**Page:**
Natural gas July forward prices rose a nickel on average, although uncertainty about long-term weather trends and current mild weather in most of the country left several markets in the red for the June 6-12 period, according to NGI’s Forward Look.

Gains and losses at the vast majority of market hubs were limited to less than a dime, a trend also seen along the Nymex futures curve. The July contract steadily rose — albeit very slightly — from Friday to Tuesday, but then retreated a bit Wednesday after some of the latest weather data backed off its earlier warmer shift.

The July Nymex contract ultimately rose 6.2 cents from June 6-12 to reach $2.386, with similar gains seen for the August and balance of summer (July-October) contracts.

**Dataset content:**
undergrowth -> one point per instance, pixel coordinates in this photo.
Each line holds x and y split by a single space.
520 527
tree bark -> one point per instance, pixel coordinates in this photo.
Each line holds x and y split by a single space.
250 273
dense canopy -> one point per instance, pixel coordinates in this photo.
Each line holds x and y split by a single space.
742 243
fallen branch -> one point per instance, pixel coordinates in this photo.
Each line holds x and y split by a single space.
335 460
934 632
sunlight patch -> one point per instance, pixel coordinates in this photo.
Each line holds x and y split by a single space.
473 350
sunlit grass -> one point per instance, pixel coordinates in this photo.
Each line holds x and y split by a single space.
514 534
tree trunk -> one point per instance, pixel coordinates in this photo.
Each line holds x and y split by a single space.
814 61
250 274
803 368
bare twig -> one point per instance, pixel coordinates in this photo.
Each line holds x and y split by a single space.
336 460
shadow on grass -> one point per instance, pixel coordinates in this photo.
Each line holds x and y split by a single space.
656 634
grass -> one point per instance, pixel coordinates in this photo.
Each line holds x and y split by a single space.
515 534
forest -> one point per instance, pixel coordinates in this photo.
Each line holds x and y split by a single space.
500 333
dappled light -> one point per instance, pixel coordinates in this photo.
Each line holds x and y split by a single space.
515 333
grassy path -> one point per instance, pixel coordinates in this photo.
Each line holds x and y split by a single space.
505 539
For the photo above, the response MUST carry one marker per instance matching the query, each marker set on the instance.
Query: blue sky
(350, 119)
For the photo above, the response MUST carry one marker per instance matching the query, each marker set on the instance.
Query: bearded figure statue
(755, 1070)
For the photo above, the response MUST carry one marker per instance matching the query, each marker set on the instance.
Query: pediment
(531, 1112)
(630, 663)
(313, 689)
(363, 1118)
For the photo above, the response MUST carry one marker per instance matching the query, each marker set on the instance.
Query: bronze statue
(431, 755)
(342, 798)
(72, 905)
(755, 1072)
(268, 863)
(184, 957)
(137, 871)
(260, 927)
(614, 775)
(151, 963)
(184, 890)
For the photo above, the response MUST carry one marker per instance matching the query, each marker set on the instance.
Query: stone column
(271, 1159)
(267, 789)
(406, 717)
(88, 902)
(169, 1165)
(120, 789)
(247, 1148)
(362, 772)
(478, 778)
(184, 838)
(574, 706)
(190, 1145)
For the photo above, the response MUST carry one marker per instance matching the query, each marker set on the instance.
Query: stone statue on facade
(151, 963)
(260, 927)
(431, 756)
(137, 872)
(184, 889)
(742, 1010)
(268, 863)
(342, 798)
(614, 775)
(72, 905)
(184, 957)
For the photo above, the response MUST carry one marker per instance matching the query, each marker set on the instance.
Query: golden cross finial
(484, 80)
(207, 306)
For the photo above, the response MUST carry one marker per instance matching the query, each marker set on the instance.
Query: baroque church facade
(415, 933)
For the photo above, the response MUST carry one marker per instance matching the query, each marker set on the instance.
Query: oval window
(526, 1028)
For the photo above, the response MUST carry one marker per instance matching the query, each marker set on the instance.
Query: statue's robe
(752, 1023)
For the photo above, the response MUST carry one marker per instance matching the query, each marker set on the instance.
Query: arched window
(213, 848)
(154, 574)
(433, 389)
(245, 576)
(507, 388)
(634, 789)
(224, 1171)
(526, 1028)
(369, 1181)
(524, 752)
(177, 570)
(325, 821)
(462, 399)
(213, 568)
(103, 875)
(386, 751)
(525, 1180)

**Tasks to complete:**
(1) According to the natural gas price report, how much did the July Nymex contract rise from June 6-12, and where did it end?
(2) Carry on the natural gas price report from its last sentence.

**In response:**
(1) It rose 6.2 cents to reach $2.386.

(2)
The overnight Wednesday weather data took a bearish turn as both the American and European models trended slower with the return of ridging into the South and East, according to Bespoke Weather Services. The models still showed such a pattern at the end of outlooks, but “for now it appears to be just a timing change in the modeling as opposed to a fundamentally different pattern,” Bespoke chief meteorologist Brian Lovern said.

By Friday, however, both models were back on board with returning heat, especially for the last week of June, when coverage of high temperatures in the 90s and, in some cities, low 100s was on tap for much of the country.

Meanwhile, all eyes were on Thursday’s Energy Information Administration (EIA) storage report, which turned out to be the sixth triple-digit storage injection in a row. The EIA reported a 102 Bcf injection into storage inventories for the week ending June 7, which was slightly smaller than expected but in the broader range of estimates. Most projections had clustered around a build near 110 Bcf, with NGI estimating a 108 Bcf injection.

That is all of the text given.